:: TESTO DEL DOCUMENTO

Quando poi si alza dalla poltrona dimentica assolutamente tutto ma conserva l’impressione di essere stato un protagonista.
Le decisioni intanto vengono prese ad un altro livello, ben più alto, da poche persone e ci vengono trasmesse in modo codificato: non le comprendiamo subito ma, alla fine dei giochi, le accettiamo come scontate e spesso senza neppure averne preso coscienza.
Ragion per cui possiamo tranquillamente dire che oggi la storia viaggi a due velocità: quella reale, in continuo sommovimento, che viene gestita, letta, interpretata dalle oligarchie e quella virtuale di cui abbiamo un’impressione lineare, stagnante, offertaci dai media allineati nel compito di codificazione e di stravolgimento di verità scomode, media il cui impegno, chiaramente pilotato, è inequivocabilmente volto ad eccitare di tanto in tanto ma a cloroformizzare per la maggior parte del tempo i sudditi consumatori lasciandoli galleggiare nello stagno dell’immobilità in preda alla totale illusione di essere ancora protagonisti.
Possiamo dunque affermare che il potere è appannaggio di pochi e che la massa è asservita?
Non lo possiamo, lo dobbiamo.
Il che non deve indurci in troppo facili errori consequenziali. Innanzitutto riguardo a quei “pochi” che, contrariamente a quanto certuni fantasticano, non sono dei superuomini né i depositari di chissà quale potenza occulta bensì sono gli strumenti di un’era storica, di una costruzione culturale e di determinati rapporti di forza oggi in atto.
Infine che questa situazione di passività, di assoggettamento dei più nei confronti di pochi sia definitiva, irreversibile, quindi non destinata a modificarsi dai successivi processi della storia.

I diversi gradini del potere

Abbiamo più volte espresso, anche su queste colonne (1) che il potere si esercita a tre livelli.
Il primo livello è rappresentato dai centri nevralgici del gigantesco complesso global-capitalista.
Esso si compone dei principali organismi trans-nazionali a natura privata che condizionano, fino a determinarle, le politiche mondiali (Bilderberg, Trilateral, Cfr ecc); dai consessi internazionali non istituzionali che regolamentano l’economia e la politica planetaria (Wto, G8, Fmi, Banca Mondiale, branche dell’Onu ecc.); dal potere spionistico-satellitare con quel che ne scaturisce come potenzialità di controllo politico e militare, di veicolazione e filtro delle informazioni, di dominio dei mercati.
La costituzione stessa di questi centri nevralgici del potere mondiale tradisce una serie di requisiti essenziali: essi sono privati, di clan, oligarchici, trans-nazionali e al di sopra delle istituzioni.
Si tratta, dunque, di un potere che fa e disfa senza dover rendere conto più di tanto del suo operato.

::::
:: BLOCCO DATI

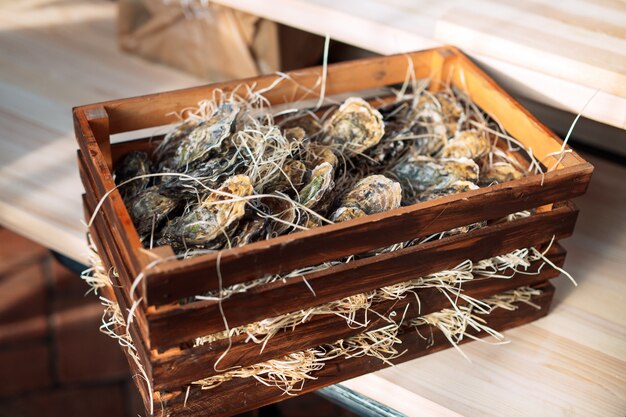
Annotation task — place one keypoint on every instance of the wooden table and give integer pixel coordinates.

::::

OBIETTIVO 1 - Aggiorna il testo sul potere riportando il passo da "Il che non deve" a "oggi in atto." e mettendo "semidei" al posto di "superuomini".
OBIETTIVO 2 - Prosegui il testo sul potere a partire dal punto in cui si ferma.

RISULTATO 1 -
Il che non deve indurci in troppo facili errori consequenziali. Innanzitutto riguardo a quei “pochi” che, contrariamente a quanto certuni fantasticano, non sono dei semidei né i depositari di chissà quale potenza occulta bensì sono gli strumenti di un’era storica, di una costruzione culturale e di determinati rapporti di forza oggi in atto.

RISULTATO 2 -
Gli interlocutori con i quali negoziare, o da rabbonire, o da raggirare, si situano infatti su tre piani:
a)    i residui poteri nazionali (in India, Iran, Israele e Giappone) o nazional-imperiali (in Russia e in Cina, potenzialmente in Europa, in quasi tutto il Commonwelth)
b)    le grandi centrali trans-nazionali private d’influenza (crimine organizzato, mafie, massonerie e chiese)
c)    le opinioni pubbliche. Le quali, in realtà contano ancora ma sono facilmente ammaestrabili grazie all’azione operata dai filtri informativi che sono al servizio del più forte.
Il secondo livello di potere è quello istituzionale o meglio ciò che ne rimane in Paesi, quale il nostro, che non posseggono l’autonomia ed il valore contrattuale della Francia, della Germania o dell’Inghilterra né sono al momento parte integrante di un potenziale imperiale.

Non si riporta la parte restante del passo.